▶ EXERCISE PASSAGE
Dig a little more into the "migration concerns" section, if we suggest the
users migrate from the plugin to
standalone mode, what are the implications to the existing workloads
running with the default scheduler?
I checked the scheduler configuration
<https://kubernetes.io/docs/reference/scheduling/config/>, and
theoretically, I think we can support most of them, but I am not sure
if we can support the plugins that implement multiple extension points.
Should we have a document to explain
the compatibility of the standalone yunikorn scheduler vs the default
scheduler, and potential limitations if any,
to help the existing plugin mode users better understand the impact of
migration?

Another thing is I want to understand all the concerns if we want to keep
this feature, I think you made it clear about
1. Maintenance effort - make sure the quality of the plugin mode same level
as the standalone mode
2. Complexity of the e2e tests
3. Deeper dependency on the Kubernetes private APIs
I want to understand more about #3, since now we are leveraging scheduling
framework APIs, is this still an outstanding issue?

Hope this makes sense.
Weiwei





On Tue, Apr 9, 2024 at 12:03 PM Peter Bacsko <[email protected]> wrote:

> Hi all,
>
> thanks Craig for writing this excellent, detailed summary, including
> historical context.
>
> As we already talked about it on Slack, I'm definitely +1 for removing the
> plugin. My main gripes are:
>
> 1. It overcomplicates the codebase. Two branches for plugin vs non-plugin
> mode, scheduler cache tracks way too much state because of it (
> SchedulerCache: pendingAllocations, inProgressAllocations, schedulingTasks,
> taskBloomFilterRef; cache.Task: schedulingState).This adds significant
> complexity to the code, making maintainability and debugging difficult.
>
> 2. Some issues can only be solved with completely ugly hacks:
> a) Two scheduler caches can become out-of-sync and detecting this is a real
> challenge. We can run a goroutine which checks whether Yunikorn scheduled
> pods are indeed scheduled, but what if they aren't? Then these pods must be
> invalidated inside Yunikorn. We can remove and add it again which just
> feels wrong. We can add new code for it, which again, just complicates the
> code base. A shared scheduler cache would require a lot of copy-paste code
> so we can actually access it from the default scheduler. We probably need
> to create an intermediate layer which adapts one type to another. I can't
> even estimate how much effort this possibly could be.

▶ EXCERPTED DATA
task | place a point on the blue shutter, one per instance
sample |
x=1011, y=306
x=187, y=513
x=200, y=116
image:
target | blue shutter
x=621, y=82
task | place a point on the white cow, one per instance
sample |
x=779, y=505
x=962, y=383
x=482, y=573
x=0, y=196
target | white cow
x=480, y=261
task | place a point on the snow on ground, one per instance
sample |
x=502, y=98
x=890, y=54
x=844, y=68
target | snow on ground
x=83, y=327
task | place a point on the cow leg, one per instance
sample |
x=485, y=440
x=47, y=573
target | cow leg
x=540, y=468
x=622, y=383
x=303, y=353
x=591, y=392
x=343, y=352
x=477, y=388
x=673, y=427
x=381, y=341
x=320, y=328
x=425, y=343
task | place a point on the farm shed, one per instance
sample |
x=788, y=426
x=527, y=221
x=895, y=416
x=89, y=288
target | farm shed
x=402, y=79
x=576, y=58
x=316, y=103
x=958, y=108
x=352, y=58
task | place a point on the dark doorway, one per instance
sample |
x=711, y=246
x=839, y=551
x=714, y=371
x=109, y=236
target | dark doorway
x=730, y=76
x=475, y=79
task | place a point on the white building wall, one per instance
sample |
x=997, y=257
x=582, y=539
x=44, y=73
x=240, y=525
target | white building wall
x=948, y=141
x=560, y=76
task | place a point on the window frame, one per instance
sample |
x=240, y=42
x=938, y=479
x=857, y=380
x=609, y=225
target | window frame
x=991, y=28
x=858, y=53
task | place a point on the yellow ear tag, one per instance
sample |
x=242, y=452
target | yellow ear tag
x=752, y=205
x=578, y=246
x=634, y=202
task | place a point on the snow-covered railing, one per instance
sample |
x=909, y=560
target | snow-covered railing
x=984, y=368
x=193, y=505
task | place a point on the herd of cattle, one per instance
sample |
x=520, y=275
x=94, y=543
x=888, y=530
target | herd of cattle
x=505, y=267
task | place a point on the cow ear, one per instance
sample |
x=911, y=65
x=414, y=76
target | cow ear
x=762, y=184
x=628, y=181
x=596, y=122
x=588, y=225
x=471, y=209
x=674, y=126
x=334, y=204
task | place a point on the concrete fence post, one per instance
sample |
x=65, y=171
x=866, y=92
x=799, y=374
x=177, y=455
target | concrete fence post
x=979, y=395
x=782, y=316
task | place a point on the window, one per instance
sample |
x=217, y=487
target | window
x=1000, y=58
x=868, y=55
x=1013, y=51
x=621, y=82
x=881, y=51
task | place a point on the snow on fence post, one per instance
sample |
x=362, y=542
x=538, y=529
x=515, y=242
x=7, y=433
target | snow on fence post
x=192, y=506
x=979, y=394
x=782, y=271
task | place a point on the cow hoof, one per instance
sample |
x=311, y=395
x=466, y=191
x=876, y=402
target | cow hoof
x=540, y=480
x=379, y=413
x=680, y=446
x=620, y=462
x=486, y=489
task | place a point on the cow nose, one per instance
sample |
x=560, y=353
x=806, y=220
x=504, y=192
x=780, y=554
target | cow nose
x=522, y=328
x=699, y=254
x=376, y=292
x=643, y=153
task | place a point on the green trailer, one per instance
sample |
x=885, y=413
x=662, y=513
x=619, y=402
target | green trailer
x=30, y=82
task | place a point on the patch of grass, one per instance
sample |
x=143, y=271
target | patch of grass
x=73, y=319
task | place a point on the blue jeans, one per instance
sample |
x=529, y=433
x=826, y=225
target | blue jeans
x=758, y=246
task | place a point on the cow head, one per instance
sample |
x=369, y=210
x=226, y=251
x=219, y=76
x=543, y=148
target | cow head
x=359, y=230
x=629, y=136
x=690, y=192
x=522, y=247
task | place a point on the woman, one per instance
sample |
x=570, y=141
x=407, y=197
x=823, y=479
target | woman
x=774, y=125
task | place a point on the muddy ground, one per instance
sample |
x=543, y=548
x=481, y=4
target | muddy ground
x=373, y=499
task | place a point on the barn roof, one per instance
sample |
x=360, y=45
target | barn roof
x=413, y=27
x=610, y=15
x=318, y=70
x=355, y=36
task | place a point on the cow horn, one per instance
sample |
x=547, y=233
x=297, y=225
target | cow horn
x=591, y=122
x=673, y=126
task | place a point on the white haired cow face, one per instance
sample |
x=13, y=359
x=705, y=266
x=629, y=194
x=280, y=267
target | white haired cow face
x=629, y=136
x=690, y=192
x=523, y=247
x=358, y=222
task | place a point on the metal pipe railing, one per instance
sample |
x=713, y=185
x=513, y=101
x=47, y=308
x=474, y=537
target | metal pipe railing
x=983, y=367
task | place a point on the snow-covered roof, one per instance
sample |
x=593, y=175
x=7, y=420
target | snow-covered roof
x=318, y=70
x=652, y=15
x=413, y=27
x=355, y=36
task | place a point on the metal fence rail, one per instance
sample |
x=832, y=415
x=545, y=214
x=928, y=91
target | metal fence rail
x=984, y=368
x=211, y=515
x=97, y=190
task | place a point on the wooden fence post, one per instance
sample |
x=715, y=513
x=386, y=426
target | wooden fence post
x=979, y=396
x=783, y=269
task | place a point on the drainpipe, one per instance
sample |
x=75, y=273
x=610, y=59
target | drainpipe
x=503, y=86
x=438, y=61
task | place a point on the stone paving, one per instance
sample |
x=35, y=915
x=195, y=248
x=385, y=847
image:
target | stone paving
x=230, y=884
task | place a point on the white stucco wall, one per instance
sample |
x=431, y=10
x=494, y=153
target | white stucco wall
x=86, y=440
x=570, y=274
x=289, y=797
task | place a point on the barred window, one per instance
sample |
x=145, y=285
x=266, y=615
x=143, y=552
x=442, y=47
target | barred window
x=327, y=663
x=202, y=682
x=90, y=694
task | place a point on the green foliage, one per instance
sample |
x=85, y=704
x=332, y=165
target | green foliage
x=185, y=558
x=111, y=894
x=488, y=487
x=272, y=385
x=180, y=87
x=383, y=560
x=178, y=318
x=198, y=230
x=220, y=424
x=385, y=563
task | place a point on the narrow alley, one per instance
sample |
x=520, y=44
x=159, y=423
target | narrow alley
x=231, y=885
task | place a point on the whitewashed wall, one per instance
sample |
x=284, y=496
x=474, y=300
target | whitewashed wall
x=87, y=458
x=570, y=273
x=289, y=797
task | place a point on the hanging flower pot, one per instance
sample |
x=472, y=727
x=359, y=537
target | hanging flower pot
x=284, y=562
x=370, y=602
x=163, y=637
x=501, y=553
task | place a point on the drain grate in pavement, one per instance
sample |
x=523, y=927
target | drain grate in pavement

▶ TASK DESCRIPTION
Extract the entire YuniKorn plugin mode discussion from above, word for word and with nothing left out.

▶ SOLVED EXERCISE
Dig a little more into the "migration concerns" section, if we suggest the
users migrate from the plugin to
standalone mode, what are the implications to the existing workloads
running with the default scheduler?
I checked the scheduler configuration
<https://kubernetes.io/docs/reference/scheduling/config/>, and
theoretically, I think we can support most of them, but I am not sure
if we can support the plugins that implement multiple extension points.
Should we have a document to explain
the compatibility of the standalone yunikorn scheduler vs the default
scheduler, and potential limitations if any,
to help the existing plugin mode users better understand the impact of
migration?

Another thing is I want to understand all the concerns if we want to keep
this feature, I think you made it clear about
1. Maintenance effort - make sure the quality of the plugin mode same level
as the standalone mode
2. Complexity of the e2e tests
3. Deeper dependency on the Kubernetes private APIs
I want to understand more about #3, since now we are leveraging scheduling
framework APIs, is this still an outstanding issue?

Hope this makes sense.
Weiwei





On Tue, Apr 9, 2024 at 12:03 PM Peter Bacsko <[email protected]> wrote:

> Hi all,
>
> thanks Craig for writing this excellent, detailed summary, including
> historical context.
>
> As we already talked about it on Slack, I'm definitely +1 for removing the
> plugin. My main gripes are:
>
> 1. It overcomplicates the codebase. Two branches for plugin vs non-plugin
> mode, scheduler cache tracks way too much state because of it (
> SchedulerCache: pendingAllocations, inProgressAllocations, schedulingTasks,
> taskBloomFilterRef; cache.Task: schedulingState).This adds significant
> complexity to the code, making maintainability and debugging difficult.
>
> 2. Some issues can only be solved with completely ugly hacks:
> a) Two scheduler caches can become out-of-sync and detecting this is a real
> challenge. We can run a goroutine which checks whether Yunikorn scheduled
> pods are indeed scheduled, but what if they aren't? Then these pods must be
> invalidated inside Yunikorn. We can remove and add it again which just
> feels wrong. We can add new code for it, which again, just complicates the
> code base. A shared scheduler cache would require a lot of copy-paste code
> so we can actually access it from the default scheduler. We probably need
> to create an intermediate layer which adapts one type to another. I can't
> even estimate how much effort this possibly could be.